▶ _Assignment_:
A verbatim copy of every entry is required.

..........

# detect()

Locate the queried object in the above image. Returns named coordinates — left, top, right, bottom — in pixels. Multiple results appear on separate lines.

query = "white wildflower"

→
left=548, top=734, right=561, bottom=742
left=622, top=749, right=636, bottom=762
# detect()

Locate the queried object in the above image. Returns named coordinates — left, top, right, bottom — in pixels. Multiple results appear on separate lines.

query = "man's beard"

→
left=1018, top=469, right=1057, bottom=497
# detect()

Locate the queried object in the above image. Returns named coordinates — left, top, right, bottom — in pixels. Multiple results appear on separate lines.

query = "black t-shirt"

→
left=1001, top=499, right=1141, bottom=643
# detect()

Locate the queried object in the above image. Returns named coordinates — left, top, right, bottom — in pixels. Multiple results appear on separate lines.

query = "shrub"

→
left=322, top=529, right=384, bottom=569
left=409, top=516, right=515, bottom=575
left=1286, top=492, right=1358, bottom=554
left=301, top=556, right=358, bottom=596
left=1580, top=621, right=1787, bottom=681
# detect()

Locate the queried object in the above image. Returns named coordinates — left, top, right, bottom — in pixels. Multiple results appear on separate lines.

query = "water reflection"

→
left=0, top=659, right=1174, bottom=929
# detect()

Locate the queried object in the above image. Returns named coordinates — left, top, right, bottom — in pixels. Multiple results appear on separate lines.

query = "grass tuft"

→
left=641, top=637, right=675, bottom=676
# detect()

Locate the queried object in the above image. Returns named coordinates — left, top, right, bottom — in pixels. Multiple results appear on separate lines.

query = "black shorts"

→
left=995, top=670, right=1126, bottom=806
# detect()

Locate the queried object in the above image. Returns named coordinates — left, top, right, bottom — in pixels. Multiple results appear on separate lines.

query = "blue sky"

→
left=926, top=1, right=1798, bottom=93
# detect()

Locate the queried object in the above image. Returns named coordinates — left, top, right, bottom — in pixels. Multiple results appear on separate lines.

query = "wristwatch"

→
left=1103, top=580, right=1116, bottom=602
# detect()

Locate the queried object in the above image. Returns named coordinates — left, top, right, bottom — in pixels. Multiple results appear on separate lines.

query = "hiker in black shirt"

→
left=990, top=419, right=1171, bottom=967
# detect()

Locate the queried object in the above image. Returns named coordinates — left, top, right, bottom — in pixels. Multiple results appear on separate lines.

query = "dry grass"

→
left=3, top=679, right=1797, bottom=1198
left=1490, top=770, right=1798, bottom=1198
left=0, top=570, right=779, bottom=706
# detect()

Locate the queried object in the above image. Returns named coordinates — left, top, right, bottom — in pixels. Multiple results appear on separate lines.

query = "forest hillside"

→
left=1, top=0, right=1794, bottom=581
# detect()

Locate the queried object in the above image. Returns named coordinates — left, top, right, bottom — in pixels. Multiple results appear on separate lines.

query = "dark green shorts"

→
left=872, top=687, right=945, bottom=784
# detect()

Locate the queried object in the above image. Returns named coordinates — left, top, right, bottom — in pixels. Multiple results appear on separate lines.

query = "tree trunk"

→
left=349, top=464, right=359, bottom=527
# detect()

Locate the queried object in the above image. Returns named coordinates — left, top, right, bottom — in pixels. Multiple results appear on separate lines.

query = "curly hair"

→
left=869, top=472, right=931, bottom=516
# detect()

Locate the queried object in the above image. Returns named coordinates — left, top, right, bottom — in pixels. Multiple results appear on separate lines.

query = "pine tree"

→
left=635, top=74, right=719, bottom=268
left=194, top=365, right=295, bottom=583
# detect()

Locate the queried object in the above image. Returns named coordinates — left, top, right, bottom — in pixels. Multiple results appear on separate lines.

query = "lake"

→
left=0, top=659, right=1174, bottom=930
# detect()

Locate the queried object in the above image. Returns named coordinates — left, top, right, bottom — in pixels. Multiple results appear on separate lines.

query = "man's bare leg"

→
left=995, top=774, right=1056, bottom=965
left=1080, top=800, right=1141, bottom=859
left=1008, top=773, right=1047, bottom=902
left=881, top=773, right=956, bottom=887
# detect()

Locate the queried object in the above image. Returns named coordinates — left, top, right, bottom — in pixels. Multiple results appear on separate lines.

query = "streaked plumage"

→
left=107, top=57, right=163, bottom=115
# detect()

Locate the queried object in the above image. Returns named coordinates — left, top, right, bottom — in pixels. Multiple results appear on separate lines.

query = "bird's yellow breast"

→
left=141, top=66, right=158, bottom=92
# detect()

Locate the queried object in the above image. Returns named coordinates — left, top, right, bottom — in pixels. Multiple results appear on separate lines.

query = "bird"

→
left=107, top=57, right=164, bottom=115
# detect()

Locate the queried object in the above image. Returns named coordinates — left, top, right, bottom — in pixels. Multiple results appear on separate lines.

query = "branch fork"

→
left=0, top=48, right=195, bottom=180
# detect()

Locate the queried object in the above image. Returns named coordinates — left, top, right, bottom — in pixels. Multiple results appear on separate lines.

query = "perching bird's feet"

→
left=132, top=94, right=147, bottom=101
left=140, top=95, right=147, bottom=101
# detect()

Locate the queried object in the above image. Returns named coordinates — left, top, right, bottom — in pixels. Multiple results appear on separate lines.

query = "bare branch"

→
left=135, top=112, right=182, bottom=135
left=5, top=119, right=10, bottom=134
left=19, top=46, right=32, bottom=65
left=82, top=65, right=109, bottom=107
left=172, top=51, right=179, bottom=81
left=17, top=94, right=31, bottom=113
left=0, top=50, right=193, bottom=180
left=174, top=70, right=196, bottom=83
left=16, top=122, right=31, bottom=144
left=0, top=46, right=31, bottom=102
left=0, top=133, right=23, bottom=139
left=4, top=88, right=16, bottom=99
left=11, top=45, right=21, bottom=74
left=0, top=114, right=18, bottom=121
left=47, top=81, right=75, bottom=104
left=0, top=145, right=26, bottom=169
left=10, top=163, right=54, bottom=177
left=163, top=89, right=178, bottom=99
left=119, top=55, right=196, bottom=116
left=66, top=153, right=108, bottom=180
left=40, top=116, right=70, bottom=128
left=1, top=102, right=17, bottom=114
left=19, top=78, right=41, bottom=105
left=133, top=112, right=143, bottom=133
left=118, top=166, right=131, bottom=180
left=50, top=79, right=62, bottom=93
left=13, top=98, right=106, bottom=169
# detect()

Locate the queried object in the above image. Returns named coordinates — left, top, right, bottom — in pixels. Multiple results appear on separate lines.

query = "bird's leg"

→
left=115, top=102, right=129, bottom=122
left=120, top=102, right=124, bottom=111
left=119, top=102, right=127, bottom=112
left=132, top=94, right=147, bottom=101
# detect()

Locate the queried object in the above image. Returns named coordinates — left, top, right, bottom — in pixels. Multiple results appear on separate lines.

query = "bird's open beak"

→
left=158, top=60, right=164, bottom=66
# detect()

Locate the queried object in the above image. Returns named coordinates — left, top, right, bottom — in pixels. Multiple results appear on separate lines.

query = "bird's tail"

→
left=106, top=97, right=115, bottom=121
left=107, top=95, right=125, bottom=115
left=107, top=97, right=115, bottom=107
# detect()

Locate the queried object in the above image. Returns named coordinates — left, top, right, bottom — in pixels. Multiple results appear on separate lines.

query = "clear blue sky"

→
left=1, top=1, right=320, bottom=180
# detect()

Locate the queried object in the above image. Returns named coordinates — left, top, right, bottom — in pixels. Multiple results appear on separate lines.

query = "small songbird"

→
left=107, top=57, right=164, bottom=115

..........

▶ _Reply to the exercise_:
# detect()

Locate the queried object in the above image. Returns named coordinates — left, top, right, bottom — in pixels. Multiple results appear on separate lines.

query = "white wildflower"

→
left=548, top=734, right=561, bottom=742
left=622, top=749, right=636, bottom=762
# detect()

Locate the queried object in the above image. Returns named coordinates — left, top, right, bottom — in pixels. Multiple results appear on separate lines.

query = "man's beard"

→
left=1018, top=469, right=1057, bottom=497
# detect()

Locate the queried object in the above image. Returns named coordinates — left, top, right, bottom — in pixels. Multiple results appear on separate lines.

query = "black t-shirt"

→
left=1001, top=499, right=1141, bottom=643
# detect()

Locate the queried object in the above image. Returns named coordinates — left, top, right, bottom — in pixels. Multiple results appear on separate lines.

query = "shrub"

→
left=322, top=529, right=384, bottom=569
left=409, top=516, right=515, bottom=575
left=1286, top=492, right=1358, bottom=554
left=301, top=556, right=358, bottom=596
left=1580, top=621, right=1787, bottom=681
# detect()

Locate the queried object in the above image. Returns named coordinates — left, top, right, bottom — in pixels. Multiple results appear on separate lines.

query = "water reflection"

→
left=0, top=659, right=1174, bottom=929
# detect()

Locate the queried object in the above image. Returns named coordinates — left, top, right, bottom — in pixels. Multiple results appear on separate lines.

query = "grass tuft"

→
left=641, top=637, right=675, bottom=676
# detect()

Locate the queried object in the above image. Returns named coordinates — left, top, right, bottom — in pixels. Multiple results appear on separate lines.

query = "black shorts"

→
left=995, top=670, right=1126, bottom=806
# detect()

Locate the queried object in the above image. Returns named coordinates — left, top, right, bottom — in pixels. Multiple results appear on separate lines.

query = "blue sky"

→
left=926, top=1, right=1798, bottom=93
# detect()

Locate the queried object in the above image. Returns named coordinates — left, top, right, bottom — in pixels. Multiple results appear on separate lines.

query = "wristwatch"

→
left=1103, top=580, right=1116, bottom=602
# detect()

Locate the queried object in the above image. Returns named coordinates — left, top, right, bottom — in pixels. Multiple results appear on separate lines.

query = "hiker in black shirt"

→
left=990, top=419, right=1171, bottom=967
# detect()

Locate the queried object in the above image. Returns named coordinates — left, top, right, bottom — in pixels. Multiple results appear on separate lines.

query = "dry grass"

→
left=3, top=679, right=1797, bottom=1198
left=1490, top=770, right=1798, bottom=1198
left=0, top=570, right=779, bottom=706
# detect()

Locate the queried object in the above image. Returns named coordinates — left, top, right, bottom — in pixels. Multiple results appear on separate lines.

query = "forest hillside"

→
left=1, top=0, right=1794, bottom=581
# detect()

Locate the queried object in the above image. Returns named coordinates — left, top, right, bottom — in pixels. Multiple results appear on separate lines.

query = "dark green shorts"

→
left=872, top=687, right=945, bottom=784
# detect()

Locate the queried object in the above image. Returns named coordinates — left, top, right, bottom — in pixels. Multiple results appear on separate lines.

query = "tree trunk"

→
left=349, top=464, right=359, bottom=527
# detect()

Locate the queried object in the above image. Returns named coordinates — left, top, right, bottom — in pixels. Multiple results appear on separate lines.

query = "curly hair"

→
left=869, top=472, right=931, bottom=516
# detect()

Locate the queried object in the above image. Returns named coordinates — left, top, right, bottom — in pixels. Multiple results appear on separate lines.

query = "pine tree"

→
left=635, top=74, right=719, bottom=268
left=194, top=365, right=295, bottom=583
# detect()

Locate the queried object in the above image. Returns named coordinates — left, top, right, bottom — in pixels. Multiple results appear on separate lines.

query = "lake"

→
left=0, top=659, right=1174, bottom=930
# detect()

Locate the queried object in the above image. Returns named coordinates — left, top, right, bottom — in pixels. Multiple results appear on separate lines.

query = "man's bare leg"

→
left=995, top=774, right=1056, bottom=965
left=1080, top=800, right=1141, bottom=859
left=1008, top=773, right=1047, bottom=902
left=881, top=773, right=956, bottom=887
# detect()

Locate the queried object in the above image. Returns named coordinates — left, top, right, bottom — in pixels. Multiple results appear on separate lines.

query = "streaked plumage"

→
left=107, top=57, right=163, bottom=115
# detect()

Locate the queried object in the above image. Returns named coordinates — left, top, right, bottom — in pixels. Multiple results appear on separate lines.

query = "bird's yellow breast"

→
left=141, top=66, right=158, bottom=92
# detect()

Locate the queried object in the above image. Returns named coordinates — left, top, right, bottom — in pixels. Multiple results appear on separate lines.

query = "bird"

→
left=107, top=57, right=164, bottom=115
# detect()

Locate the queried object in the above image. Returns named coordinates — left, top, right, bottom — in pixels. Multiple results appear on separate lines.

query = "branch fork"

→
left=0, top=48, right=195, bottom=180
# detect()

Locate the queried object in the above image. Returns named coordinates — left, top, right, bottom — in pixels. Multiple results appear on separate lines.

query = "perching bird's feet"

→
left=132, top=94, right=147, bottom=101
left=140, top=95, right=147, bottom=101
# detect()

Locate the queried object in the above image. Returns named coordinates — left, top, right, bottom — in pixels. Multiple results appear on separate lines.

query = "bare branch"

→
left=135, top=112, right=182, bottom=135
left=5, top=119, right=10, bottom=134
left=19, top=46, right=32, bottom=65
left=82, top=65, right=109, bottom=107
left=172, top=51, right=179, bottom=81
left=17, top=94, right=31, bottom=113
left=0, top=50, right=193, bottom=180
left=174, top=70, right=196, bottom=83
left=16, top=122, right=31, bottom=144
left=0, top=46, right=31, bottom=102
left=0, top=133, right=23, bottom=139
left=4, top=88, right=16, bottom=99
left=11, top=45, right=21, bottom=74
left=0, top=114, right=18, bottom=121
left=47, top=81, right=75, bottom=104
left=0, top=145, right=26, bottom=169
left=10, top=163, right=54, bottom=177
left=163, top=89, right=178, bottom=99
left=119, top=55, right=196, bottom=116
left=66, top=153, right=108, bottom=180
left=40, top=116, right=70, bottom=128
left=1, top=102, right=17, bottom=114
left=19, top=78, right=41, bottom=105
left=133, top=112, right=143, bottom=133
left=118, top=166, right=131, bottom=180
left=50, top=79, right=62, bottom=93
left=13, top=98, right=106, bottom=169
# detect()

Locate the queried object in the above image. Returns named coordinates — left, top, right, bottom — in pixels. Multiple results appear on separate lines.

query = "bird's leg"

→
left=115, top=102, right=129, bottom=122
left=120, top=102, right=124, bottom=111
left=119, top=102, right=127, bottom=112
left=132, top=94, right=147, bottom=101
# detect()

Locate the queried object in the above image. Returns named coordinates — left, top, right, bottom — in pixels. Multiple results appear on separate lines.

query = "bird's open beak"

→
left=158, top=60, right=164, bottom=66
# detect()

Locate the queried object in the above image. Returns named coordinates — left, top, right, bottom — in pixels. Multiple results appear on separate lines.

query = "bird's tail"

→
left=106, top=97, right=115, bottom=121
left=107, top=95, right=125, bottom=115
left=107, top=97, right=115, bottom=107
# detect()

Locate the queried object in the above image. Returns named coordinates — left, top, right, bottom — in pixels. Multiple results appear on separate lines.

query = "clear blue sky"

→
left=1, top=1, right=320, bottom=180
# detect()

Locate the queried object in the above image. Returns named coordinates — left, top, right, bottom — in pixels. Multiple results appear on separate lines.

query = "small songbird"

→
left=107, top=57, right=164, bottom=115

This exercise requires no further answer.